=== Data to examine ===

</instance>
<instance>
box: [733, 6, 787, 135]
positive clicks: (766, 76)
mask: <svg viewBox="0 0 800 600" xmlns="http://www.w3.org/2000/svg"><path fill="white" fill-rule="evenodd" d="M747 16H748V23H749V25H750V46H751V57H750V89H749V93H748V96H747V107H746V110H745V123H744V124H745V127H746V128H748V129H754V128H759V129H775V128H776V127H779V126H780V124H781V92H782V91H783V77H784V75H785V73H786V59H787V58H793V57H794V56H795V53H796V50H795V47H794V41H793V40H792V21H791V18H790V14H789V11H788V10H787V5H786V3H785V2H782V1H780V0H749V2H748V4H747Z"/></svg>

===

■ About this exercise:
Could you please repeat the data exactly as given?

■ Output below:
</instance>
<instance>
box: [733, 6, 787, 135]
positive clicks: (766, 76)
mask: <svg viewBox="0 0 800 600" xmlns="http://www.w3.org/2000/svg"><path fill="white" fill-rule="evenodd" d="M747 16H748V23H749V25H750V46H751V57H750V89H749V93H748V96H747V107H746V110H745V123H744V124H745V127H746V128H748V129H754V128H759V129H775V128H776V127H779V126H780V124H781V92H782V91H783V77H784V75H785V73H786V59H787V58H793V57H794V56H795V53H796V50H795V47H794V41H793V40H792V21H791V18H790V14H789V11H788V10H787V5H786V3H785V2H782V1H780V0H749V2H748V4H747Z"/></svg>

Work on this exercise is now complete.